_TEXTAUSZUG_
Für die mediale Eskalation hat Tebartz-van Elst selbst die Vorlage geliefert, indem er die Baukosten nicht gleich in voller Höhe veröffentlichen ließ. So wurde die Phantasie angeregt, denn wenn nach 10 Millionen plötzlich 30 Millionen Euro genannt werden, sind es dann womöglich 50 Millionen? Wer weiß! Und wo – außer dem Verwaltungsbeirat – niemand etwas genaues weiß, lässt sich herrlich spekulieren. Doch neben der quantitativen gibt es auch eine qualitative Eskalation zu beobachten. Da eine finanziell überzogene Millionen-Investition in einer Zeit, in der die Milliarden nur so durch die Medien hüpfen (BER, ESM, GEZ), allzu leicht übersehen wird, muss Tebartz-van Elst möglichst als Person und möglichst spektakulär scheitern, indem die Schraube immer weiter angezogen wird. Man kann nicht einfach nur aus einem Badezimmer eine Badewanne machen, sie muss dann auch aus Bronze (Montag), Silber (Dienstag), Gold (Mittwoch), Platin (Donnerstag) bzw. Coltan (Freitag) sein, um am Wochenende einfach mal zu behaupten, der Kandidat sei psychisch krank. Das heißt: Es wird behauptet, er sei nicht psychisch krank. Das Dementi als wirkungsvolle Nachricht ist der vorläufige Höhepunkt der Eskalation: „Autismus: Bruder entlastet Tebartz-van Elst“. Kleines Experiment: Denken Sie jetzt mal bitte nicht an einen rosaroten Elefanten. So wird Stimmung gemacht.

Das reicht aber nicht. Man muss die derart erzeugte Stimmung auch nutzen. Das ist das, was Joachim Löw mit „Zielstrebigkeit vor dem Tor“ meint: Es nützt nichts, wenn Özil den Ball mit der Hacke in den Sechszehner schlenzt, es muss auch jemand da sein, der abstaubt. Und der Torerfolg der medialen Meinungsmache ist die Weiterung des Topos in die gewünschte Diskursrichtung. Der Fall Tebartz-van Elst bietet Gelegenheit zu zwei diskursiven Weiterungen: Erstens zur Frage der Kirchenfinanzierung allgemein, zweitens zur Vertiefung des Grabens zwischen der dekadenten deutschen Kirche und der armen Weltkirche, die jetzt wieder vom Papst vertreten wird, vielmehr von der Person Franziskus. Zugleich öffnet sich von daher indirekt der Raum für eine (neuerliche) Abrechnung mit Benedikt, der zwar ebenfalls das Thema Kirchenfinanzierung offensiv und beherzt anfasste (Entweltlichung) und außerdem (so als Papst halt) die Weltkirche vertrat und in erster Linie ihre Perspektive einnahm (gerade auch dort, wo die deutschen Medien eine deutsche Position erwarteten, etwa in der Ökumene, die sich bei Benedikt aber nicht allein auf bilaterale Gespräche zwischen Katholiken und Lutheranern bezieht), medial jedoch oft als deutscher Prunkprotzer verkauft wurde, weil er rote Schuhe trug. Franziskus kann nun wunderbar als pontifikaler Gegenentwurf präsentiert werden, weil er schwarze Schuhe trägt. Tebartz-van Elst setzt in diesem Kontext gleichsam Benedikts Antagonistenrolle fort. Sein Besuch beim Protagonisten Franziskus wird daher folgerichtig als Showdown zwischen Gut (Franziskus) und Böse (Tebartz-van Elst in Vertretung von Benedikt) vermarktet.

_ZIEL DER ÜBUNG_
Schreib den Textauszug oben über die Berichte der Medien zu Tebartz-van Elst weiter, und zwar direkt nach seinem letzten Satz.

_ROHDATEN_
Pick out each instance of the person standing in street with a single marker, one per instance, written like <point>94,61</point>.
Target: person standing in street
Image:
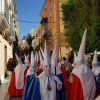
<point>10,67</point>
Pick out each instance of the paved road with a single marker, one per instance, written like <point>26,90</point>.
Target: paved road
<point>15,98</point>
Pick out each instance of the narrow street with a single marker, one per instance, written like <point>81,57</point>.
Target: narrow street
<point>15,98</point>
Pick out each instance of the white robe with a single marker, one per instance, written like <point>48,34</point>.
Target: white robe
<point>86,77</point>
<point>45,93</point>
<point>19,76</point>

_ERGEBNIS_
Erwartet wurde als Ergebnis dieses Showdowns die finale Abrechnung mit Tebartz-van Elst, auf die die Abrechnung mit Benedikt, mit der reichen Kirche in Deutschland und mit allem, was dem kirchenkritischen Journalismus seit acht Jahren sonst noch sauer aufstößt, ohne weiteres würde folgen können. Doch dazu kam es nicht. Denn Papst Franziskus ist katholisch. Und zum Katholizismus gehören gleichermaßen Vernunft, Barmherzigkeit und Vergebungsbereitschaft. Zum Katholizismus zählt ganz wesentlich die Einsicht, dass es das wichtigste moralische Prinzip ist, den gestrauchelten Menschen nicht zu Boden zu treten, sondern ihm zu helfen, sich auf- und neu auf Gott hin auszurichten. Franz-Peter Tebartz-van Elst ist so ein Mensch. Franziskus hat dies erkannt und mit seiner Entscheidung die richtige Konsequenz gezogen – eine katholische Konsequenz. Die Frage, ob das außerhalb der Kirche jemand versteht oder nicht, darf dabei keine Rolle spielen.